Lorsque nous avons critiqué la Carmen de Covent Garden mise en scène par Francesca Zambello, l'idée d'une production idéale du plus populaire des opéras paraissait utopique. Face à l'audace du metteur en scène espagnol Calixto Bieito, nous sommes à même d’apprécier si une adaptation moderne de l’œuvre est tout aussi utopique.
Tout d'abord, les sentiments et le contexte des années 1830 initialement attachés à Carmen sont-ils viables dans l'Espagne des années 1960/70, celle de la dictature franquiste ? Certainement, si l'on se permet d'exacerber le mode de vie d'un peuple voué au statisme et auquel on proposera des jeux pour qu'il canalise son énergie. Sans aucun doute, si l'on accentue la présence permanente de militaires abusant facilement et fréquemment de leur statut pour asseoir leur domination machiste envers les femmes. De plus, le metteur en scène Calixto Bieito met très efficacement en scène ces aspects sombres de l'Espagne de l'époque…
Le monde militaire est constitué de petits chefs qui ont l'humiliation facile et exercent des pouvoirs sans ambiguïtés sur les civils et les jeunes. Ils nourrissent une population d'adolescents affamés et leur préparent un avenir d'asservissements et de vexations. L’État est vu au travers du prisme de la contrainte physique – Carmen liée au poteau qui arbore le drapeau rouge et jaune – ou, plus étonnamment, comme symbole trivial, celui d'une serviette de bain enveloppant une pin-up !
Ensuite, est-il possible de transporter les protagonistes très typés de Carmen dans ce contexte dictatorial ? Calixto Bieito choisit d'en accentuer les caractères…
Don José perd de sa naïveté et Roberto Alagna crée ici un personnage qui n'a rien à voir avec le candide militaire soumis aux volontés des femmes, de Micaëla, de sa mère et bien sûr de Carmen. Ses décisions sont prises avec du recul et même s'il prie Carmen à genoux de renouer avec lui au dernier acte, il ne dégage aucune humilité excessive. À son tour, la Carmen de Béatrice Uria-Monzon est une femme qui a mûri ses rapports avec les hommes et paraît très réfléchie dans ses comportements. Ses décisions ne se font pas à l'emporte-pièce et elle maîtrise ses sentiments tout en conservant sa sensualité, sans toutefois user de moqueries envers Don José. Escamillo et les contrebandiers font partie d'un monde trouble et interlope, peuplé de Gitans et de trafiquants en tout genre. Le torero disperse l'argent qui garnit ses poches en paradant devant les femmes et adopte un comportement macho, sardonique, bravache et vantard. Frasquita et Mercédès apparaissent comme des Gitanes totalement délurées, forçant sur la bouteille sans manquer aucune occasion de se crêper le chignon. La plus fragile de tous, Micaëla, pour l'occasion métamorphosée en touriste armée d'un appareil photo, possède elle aussi cette maturité face à l'adversité et à la provocation. Autre époque, autres mœurs, semble nous dire le metteur en scène.

-- -- --

## OBJECTIF A
Extrayez des enregistrements ci-dessous chaque ligne qui contient le mot "backpack".

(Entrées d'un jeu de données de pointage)

-- -- --

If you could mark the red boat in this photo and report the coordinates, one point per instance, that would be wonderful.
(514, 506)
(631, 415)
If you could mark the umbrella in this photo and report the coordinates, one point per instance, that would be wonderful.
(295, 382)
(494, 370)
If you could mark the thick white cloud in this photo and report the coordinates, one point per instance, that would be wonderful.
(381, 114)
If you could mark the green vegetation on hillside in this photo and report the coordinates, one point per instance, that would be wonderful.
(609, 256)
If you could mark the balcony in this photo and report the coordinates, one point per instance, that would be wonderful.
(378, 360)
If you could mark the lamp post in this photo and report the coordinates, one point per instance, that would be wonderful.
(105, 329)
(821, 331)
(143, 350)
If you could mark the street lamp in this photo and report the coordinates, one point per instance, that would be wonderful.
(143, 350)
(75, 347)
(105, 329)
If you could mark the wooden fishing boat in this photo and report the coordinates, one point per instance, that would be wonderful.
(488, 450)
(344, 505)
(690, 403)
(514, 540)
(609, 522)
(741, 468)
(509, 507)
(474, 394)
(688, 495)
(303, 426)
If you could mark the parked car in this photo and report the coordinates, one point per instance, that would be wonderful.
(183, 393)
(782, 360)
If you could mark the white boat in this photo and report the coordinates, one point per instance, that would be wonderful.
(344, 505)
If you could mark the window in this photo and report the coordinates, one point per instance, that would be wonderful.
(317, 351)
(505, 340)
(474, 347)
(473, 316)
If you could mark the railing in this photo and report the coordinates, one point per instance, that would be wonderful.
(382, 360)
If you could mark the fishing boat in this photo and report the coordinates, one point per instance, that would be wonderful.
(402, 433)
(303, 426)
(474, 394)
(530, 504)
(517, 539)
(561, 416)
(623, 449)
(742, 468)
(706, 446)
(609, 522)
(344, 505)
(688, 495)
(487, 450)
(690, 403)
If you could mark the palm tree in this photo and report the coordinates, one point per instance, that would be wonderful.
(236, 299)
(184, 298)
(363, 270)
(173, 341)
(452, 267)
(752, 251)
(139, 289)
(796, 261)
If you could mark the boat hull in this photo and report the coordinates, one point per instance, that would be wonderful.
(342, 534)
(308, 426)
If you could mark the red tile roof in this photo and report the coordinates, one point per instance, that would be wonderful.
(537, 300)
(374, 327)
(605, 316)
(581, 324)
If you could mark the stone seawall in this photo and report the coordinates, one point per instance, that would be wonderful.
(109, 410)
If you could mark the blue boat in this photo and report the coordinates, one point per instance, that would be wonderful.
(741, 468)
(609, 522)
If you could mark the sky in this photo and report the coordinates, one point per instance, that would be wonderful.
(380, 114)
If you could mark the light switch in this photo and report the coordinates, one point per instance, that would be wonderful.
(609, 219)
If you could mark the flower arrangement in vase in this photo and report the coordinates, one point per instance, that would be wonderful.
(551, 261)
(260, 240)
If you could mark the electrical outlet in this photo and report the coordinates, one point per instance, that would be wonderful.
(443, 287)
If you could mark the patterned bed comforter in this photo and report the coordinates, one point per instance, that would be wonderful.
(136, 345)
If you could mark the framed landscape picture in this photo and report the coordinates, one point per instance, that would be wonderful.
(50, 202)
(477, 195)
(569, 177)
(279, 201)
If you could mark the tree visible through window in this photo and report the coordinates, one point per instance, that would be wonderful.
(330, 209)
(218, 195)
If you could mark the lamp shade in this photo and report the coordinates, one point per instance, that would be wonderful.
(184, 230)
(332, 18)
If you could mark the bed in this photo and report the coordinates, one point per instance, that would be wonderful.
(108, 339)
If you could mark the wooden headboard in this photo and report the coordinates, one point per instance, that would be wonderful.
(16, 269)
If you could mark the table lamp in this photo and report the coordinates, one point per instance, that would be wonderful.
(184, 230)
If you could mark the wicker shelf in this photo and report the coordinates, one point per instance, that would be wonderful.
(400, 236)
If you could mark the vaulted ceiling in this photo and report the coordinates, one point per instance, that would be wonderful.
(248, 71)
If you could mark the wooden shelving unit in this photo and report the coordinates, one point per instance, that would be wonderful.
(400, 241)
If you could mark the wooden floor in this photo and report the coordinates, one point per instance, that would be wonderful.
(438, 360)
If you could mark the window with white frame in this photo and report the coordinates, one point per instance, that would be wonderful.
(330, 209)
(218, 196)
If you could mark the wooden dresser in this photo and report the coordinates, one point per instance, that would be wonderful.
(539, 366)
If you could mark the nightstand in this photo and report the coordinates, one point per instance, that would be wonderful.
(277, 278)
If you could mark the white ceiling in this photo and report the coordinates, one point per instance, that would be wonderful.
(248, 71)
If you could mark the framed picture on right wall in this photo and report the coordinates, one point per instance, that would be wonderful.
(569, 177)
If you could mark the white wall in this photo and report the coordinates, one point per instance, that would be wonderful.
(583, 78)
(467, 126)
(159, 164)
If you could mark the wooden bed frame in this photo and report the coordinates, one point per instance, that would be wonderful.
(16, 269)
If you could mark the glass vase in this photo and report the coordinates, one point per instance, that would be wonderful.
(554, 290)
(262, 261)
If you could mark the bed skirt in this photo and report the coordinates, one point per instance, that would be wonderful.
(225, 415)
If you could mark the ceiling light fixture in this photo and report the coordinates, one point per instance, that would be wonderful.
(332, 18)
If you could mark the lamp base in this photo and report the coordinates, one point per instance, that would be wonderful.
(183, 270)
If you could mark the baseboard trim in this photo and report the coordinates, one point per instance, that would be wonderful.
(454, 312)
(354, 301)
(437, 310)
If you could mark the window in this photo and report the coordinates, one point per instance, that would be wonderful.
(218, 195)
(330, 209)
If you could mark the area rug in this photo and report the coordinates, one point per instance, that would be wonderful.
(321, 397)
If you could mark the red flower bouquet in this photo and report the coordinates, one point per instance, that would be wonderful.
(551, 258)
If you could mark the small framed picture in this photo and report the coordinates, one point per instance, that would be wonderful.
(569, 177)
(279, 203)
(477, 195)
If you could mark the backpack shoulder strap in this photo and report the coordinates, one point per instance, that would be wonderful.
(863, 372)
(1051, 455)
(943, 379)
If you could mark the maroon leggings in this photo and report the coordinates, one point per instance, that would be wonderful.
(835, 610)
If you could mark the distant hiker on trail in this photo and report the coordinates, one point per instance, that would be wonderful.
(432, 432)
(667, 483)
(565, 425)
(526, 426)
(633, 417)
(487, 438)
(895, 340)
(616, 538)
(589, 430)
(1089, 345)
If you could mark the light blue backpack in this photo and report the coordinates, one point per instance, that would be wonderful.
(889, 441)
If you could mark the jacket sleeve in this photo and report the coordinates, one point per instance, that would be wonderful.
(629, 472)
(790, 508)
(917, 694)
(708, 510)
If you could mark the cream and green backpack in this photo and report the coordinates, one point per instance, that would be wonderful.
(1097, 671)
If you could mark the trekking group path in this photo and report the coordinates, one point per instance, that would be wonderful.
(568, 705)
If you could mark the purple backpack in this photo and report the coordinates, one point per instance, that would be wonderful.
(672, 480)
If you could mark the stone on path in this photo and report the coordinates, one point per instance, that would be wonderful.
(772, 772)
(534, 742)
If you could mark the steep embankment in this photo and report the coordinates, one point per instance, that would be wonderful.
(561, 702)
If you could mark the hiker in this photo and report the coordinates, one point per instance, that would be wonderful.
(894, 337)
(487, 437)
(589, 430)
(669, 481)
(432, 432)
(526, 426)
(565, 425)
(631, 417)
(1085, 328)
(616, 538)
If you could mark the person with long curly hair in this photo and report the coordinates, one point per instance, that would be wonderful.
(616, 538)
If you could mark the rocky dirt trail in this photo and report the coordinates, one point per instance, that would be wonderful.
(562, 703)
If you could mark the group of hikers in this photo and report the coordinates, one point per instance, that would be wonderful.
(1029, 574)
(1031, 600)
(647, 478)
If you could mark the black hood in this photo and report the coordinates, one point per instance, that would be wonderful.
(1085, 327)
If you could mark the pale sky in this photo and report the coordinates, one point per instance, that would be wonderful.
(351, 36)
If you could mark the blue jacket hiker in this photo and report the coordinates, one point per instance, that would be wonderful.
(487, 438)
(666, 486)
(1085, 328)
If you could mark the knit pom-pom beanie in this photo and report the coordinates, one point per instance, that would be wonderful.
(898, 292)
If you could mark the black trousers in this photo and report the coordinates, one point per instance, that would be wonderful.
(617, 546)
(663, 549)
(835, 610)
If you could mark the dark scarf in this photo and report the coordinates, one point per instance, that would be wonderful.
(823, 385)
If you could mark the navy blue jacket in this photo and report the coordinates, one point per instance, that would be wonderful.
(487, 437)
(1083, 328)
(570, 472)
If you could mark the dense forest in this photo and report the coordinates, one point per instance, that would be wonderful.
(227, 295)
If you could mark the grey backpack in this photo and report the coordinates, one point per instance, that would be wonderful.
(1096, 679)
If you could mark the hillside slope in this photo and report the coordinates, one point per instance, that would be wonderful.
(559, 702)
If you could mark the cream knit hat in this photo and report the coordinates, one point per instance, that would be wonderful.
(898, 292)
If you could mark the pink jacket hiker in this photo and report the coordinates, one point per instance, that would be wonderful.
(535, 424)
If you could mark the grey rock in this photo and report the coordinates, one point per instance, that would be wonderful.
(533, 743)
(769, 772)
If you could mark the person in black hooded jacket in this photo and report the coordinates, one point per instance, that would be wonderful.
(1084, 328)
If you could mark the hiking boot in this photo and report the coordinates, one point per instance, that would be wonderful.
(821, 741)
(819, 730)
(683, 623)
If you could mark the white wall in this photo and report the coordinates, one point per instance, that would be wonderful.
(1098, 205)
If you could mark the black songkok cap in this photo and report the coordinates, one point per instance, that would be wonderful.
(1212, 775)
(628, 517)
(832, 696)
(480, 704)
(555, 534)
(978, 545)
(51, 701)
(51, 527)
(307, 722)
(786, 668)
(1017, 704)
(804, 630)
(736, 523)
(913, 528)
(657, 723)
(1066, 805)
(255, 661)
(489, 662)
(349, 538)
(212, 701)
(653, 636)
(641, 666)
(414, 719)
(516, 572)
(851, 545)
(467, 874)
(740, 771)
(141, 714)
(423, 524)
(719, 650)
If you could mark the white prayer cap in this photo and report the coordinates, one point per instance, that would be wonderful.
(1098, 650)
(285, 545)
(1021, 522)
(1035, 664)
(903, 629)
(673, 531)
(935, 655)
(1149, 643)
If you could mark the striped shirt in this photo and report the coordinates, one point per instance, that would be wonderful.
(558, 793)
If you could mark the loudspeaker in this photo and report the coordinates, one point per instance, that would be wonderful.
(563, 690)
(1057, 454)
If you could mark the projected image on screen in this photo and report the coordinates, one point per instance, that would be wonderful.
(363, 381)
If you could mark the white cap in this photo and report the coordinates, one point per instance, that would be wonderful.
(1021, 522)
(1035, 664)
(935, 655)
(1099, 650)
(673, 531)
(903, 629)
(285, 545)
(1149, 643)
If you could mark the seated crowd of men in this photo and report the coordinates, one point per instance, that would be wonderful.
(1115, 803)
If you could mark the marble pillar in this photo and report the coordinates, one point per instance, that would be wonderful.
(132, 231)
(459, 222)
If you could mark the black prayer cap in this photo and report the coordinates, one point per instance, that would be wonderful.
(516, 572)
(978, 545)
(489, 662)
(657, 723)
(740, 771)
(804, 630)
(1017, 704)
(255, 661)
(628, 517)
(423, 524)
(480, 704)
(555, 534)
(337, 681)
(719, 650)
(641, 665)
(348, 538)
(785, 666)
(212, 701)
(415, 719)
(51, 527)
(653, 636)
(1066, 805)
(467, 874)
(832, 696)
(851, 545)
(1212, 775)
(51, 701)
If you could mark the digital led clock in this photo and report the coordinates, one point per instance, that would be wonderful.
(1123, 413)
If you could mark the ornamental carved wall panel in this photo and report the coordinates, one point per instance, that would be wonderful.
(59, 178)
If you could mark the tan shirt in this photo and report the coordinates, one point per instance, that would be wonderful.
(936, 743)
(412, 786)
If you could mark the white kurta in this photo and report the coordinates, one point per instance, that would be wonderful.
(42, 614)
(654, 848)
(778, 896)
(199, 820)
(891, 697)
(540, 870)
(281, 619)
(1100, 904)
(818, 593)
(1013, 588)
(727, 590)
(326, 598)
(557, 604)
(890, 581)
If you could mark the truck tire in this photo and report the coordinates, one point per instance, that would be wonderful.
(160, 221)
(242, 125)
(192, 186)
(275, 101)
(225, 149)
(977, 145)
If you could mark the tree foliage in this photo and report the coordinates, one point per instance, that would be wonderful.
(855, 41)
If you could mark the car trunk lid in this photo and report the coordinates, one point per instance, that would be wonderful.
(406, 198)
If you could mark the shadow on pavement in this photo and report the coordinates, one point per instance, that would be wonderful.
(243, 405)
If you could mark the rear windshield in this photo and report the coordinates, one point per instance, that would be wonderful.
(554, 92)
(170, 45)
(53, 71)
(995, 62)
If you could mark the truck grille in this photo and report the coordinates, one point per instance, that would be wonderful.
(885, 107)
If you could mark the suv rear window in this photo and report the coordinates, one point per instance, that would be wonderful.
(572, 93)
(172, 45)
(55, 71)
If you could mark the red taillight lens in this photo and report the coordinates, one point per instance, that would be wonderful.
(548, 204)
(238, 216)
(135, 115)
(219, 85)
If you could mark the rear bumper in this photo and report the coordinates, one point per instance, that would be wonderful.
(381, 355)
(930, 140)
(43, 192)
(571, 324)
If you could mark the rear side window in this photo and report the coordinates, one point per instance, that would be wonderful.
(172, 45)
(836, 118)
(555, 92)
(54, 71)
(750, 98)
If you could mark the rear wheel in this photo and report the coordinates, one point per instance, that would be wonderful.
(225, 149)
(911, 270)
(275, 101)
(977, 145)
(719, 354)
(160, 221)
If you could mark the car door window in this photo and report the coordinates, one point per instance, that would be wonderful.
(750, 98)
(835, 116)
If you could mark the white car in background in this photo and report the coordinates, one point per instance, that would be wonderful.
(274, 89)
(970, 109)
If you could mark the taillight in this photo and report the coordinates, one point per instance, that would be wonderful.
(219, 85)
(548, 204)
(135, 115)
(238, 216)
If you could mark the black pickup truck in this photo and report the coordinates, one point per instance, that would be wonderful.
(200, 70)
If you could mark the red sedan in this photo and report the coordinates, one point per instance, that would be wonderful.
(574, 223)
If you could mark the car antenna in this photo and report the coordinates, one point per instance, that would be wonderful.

-- -- --

## OBJECTIF B
Modifiez un passage de la critique de Carmen en le reprenant en entier, de "Lorsque nous avons" jusqu'à "tout aussi utopique.", et en y remplaçant "utopique" par "irréalisable".

## SOLUTION PROPOSÉE A
If you could mark the backpack shoulder strap in this photo and report the coordinates, one point per instance, that would be wonderful.
If you could mark the light blue backpack in this photo and report the coordinates, one point per instance, that would be wonderful.
If you could mark the cream and green backpack in this photo and report the coordinates, one point per instance, that would be wonderful.
If you could mark the purple backpack in this photo and report the coordinates, one point per instance, that would be wonderful.
If you could mark the grey backpack in this photo and report the coordinates, one point per instance, that would be wonderful.

## SOLUTION PROPOSÉE B
Lorsque nous avons critiqué la Carmen de Covent Garden mise en scène par Francesca Zambello, l'idée d'une production idéale du plus populaire des opéras paraissait irréalisable. Face à l'audace du metteur en scène espagnol Calixto Bieito, nous sommes à même d’apprécier si une adaptation moderne de l’œuvre est tout aussi irréalisable.